**What is needed**
Copy out every line of the records below without changing anything.

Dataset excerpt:
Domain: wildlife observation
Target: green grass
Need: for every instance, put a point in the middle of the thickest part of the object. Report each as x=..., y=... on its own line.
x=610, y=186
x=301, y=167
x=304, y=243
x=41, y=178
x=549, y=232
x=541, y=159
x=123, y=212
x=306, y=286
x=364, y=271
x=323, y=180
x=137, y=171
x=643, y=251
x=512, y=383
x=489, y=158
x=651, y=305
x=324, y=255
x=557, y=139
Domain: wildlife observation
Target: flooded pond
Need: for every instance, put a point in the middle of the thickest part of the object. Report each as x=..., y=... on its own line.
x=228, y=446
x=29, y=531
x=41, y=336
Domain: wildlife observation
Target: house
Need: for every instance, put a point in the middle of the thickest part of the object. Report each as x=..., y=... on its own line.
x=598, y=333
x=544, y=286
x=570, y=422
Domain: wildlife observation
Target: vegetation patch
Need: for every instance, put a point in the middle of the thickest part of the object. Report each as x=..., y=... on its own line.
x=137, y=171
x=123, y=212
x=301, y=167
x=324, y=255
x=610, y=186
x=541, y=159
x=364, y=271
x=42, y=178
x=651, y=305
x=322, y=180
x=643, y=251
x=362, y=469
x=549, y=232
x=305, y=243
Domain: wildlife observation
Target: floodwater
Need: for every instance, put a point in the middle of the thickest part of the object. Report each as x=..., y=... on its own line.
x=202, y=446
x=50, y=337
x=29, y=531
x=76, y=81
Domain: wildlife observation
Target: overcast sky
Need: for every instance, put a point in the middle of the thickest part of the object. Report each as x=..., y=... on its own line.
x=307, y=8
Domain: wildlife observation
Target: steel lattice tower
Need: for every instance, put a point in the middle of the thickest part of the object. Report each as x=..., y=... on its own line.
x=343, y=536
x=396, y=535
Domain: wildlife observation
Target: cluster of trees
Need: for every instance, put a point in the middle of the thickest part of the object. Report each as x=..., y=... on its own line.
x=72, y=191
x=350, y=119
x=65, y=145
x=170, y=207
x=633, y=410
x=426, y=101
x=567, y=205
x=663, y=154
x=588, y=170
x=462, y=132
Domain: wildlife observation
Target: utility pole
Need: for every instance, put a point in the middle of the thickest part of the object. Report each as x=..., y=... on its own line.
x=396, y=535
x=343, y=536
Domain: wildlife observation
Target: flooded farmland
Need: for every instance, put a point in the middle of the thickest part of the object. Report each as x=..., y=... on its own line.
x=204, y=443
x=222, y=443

**Solution to this task**
Domain: wildlife observation
Target: green grass
Need: for every instance, put a point in the middle of the thickest part of the object. Report each as x=..., y=... on its own line.
x=610, y=186
x=301, y=167
x=304, y=243
x=41, y=178
x=549, y=232
x=541, y=159
x=123, y=212
x=306, y=286
x=364, y=271
x=323, y=180
x=137, y=171
x=643, y=251
x=512, y=383
x=489, y=158
x=651, y=305
x=324, y=255
x=557, y=139
Domain: wildlife observation
Target: flooded pond
Need: for every instance, put a point in the middle of the thickest part of the object. Report each as x=..., y=... on its own line.
x=228, y=446
x=29, y=531
x=41, y=336
Domain: wildlife observation
Target: house
Need: for every instance, put a point in the middle of the thickest part of the object. Report each as x=..., y=... on its own line.
x=598, y=333
x=544, y=286
x=570, y=422
Domain: wildlife observation
Target: vegetation patch
Need: for every instance, put a point in the middle of the thickest part of the object. Report each as x=..., y=... on its own line.
x=137, y=171
x=123, y=212
x=301, y=167
x=324, y=255
x=610, y=186
x=541, y=159
x=364, y=271
x=42, y=178
x=651, y=305
x=322, y=180
x=643, y=251
x=362, y=469
x=549, y=232
x=305, y=243
Domain: wildlife observation
Target: floodwater
Need: for every instance, put a point in the middle of the thickest part of the object. Report each as x=..., y=... on its own line.
x=202, y=446
x=50, y=337
x=29, y=531
x=76, y=81
Domain: wildlife observation
Target: overcast sky
Need: for every instance, put a point in the middle of the thickest part of the object. Report each as x=..., y=... on its own line.
x=307, y=8
Domain: wildlife observation
Target: steel lattice tower
Need: for every instance, put a point in the middle of the thickest part of the object. Report each as x=..., y=... on its own line.
x=343, y=536
x=396, y=535
Domain: wildlife observation
Target: cluster of trees
Need: for every instance, put a point in the middle of the thickest part of the object. Report each as x=..., y=... on its own line.
x=72, y=191
x=350, y=119
x=65, y=145
x=170, y=207
x=633, y=410
x=426, y=101
x=567, y=205
x=663, y=154
x=588, y=170
x=462, y=132
Domain: wildlife observation
Target: utility pole
Need: for every instance, put a point in the middle of the thickest part of the object. Report each as x=..., y=... on its own line.
x=396, y=535
x=343, y=536
Domain: wildlife observation
Target: flooded farmland
Need: for every instance, put a point in the middle of the thickest part of the object. Report each as x=..., y=... on its own line.
x=204, y=443
x=222, y=443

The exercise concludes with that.